A block of data
------------------------------------------------------------------------

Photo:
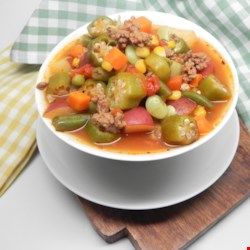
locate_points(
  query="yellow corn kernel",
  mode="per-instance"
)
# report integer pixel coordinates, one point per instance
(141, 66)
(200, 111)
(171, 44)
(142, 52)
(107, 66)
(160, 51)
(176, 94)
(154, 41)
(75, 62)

------------------------------------------------------------------------

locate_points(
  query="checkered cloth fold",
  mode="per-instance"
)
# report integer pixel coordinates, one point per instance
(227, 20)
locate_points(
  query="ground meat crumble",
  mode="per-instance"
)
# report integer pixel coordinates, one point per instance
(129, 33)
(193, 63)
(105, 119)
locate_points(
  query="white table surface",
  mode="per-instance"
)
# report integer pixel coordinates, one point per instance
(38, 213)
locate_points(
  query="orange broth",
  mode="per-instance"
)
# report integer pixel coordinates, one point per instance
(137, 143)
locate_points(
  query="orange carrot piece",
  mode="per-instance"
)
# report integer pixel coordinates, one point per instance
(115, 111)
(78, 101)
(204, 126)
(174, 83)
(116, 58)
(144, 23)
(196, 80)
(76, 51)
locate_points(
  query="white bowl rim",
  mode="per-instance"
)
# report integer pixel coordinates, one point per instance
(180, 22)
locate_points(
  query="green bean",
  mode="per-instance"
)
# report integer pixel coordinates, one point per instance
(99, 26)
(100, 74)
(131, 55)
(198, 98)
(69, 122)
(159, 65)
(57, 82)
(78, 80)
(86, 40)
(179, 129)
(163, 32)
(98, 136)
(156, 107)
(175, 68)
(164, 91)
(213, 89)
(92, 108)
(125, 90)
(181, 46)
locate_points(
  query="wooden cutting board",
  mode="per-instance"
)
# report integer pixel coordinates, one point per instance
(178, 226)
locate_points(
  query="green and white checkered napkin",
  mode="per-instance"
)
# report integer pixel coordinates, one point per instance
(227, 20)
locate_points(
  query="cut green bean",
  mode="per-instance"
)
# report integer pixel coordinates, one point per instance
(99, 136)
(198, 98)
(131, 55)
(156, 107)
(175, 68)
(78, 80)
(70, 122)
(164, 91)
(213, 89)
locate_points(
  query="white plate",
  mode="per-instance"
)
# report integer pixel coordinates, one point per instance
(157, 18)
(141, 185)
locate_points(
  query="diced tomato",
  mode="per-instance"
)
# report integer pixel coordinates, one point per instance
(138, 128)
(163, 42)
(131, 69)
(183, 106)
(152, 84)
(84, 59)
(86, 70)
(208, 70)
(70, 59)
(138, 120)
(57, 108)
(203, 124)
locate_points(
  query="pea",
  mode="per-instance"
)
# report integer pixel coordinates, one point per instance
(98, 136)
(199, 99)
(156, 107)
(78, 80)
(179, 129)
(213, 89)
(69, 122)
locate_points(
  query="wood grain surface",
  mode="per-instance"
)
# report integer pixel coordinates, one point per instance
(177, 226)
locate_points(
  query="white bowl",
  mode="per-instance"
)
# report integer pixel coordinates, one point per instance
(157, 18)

------------------------------------------------------------------------

§ **Task statement**: List each line of the records above that contains the word "bean".

§ **Answer to this problem**:
  query="green bean",
  query="cut green bean",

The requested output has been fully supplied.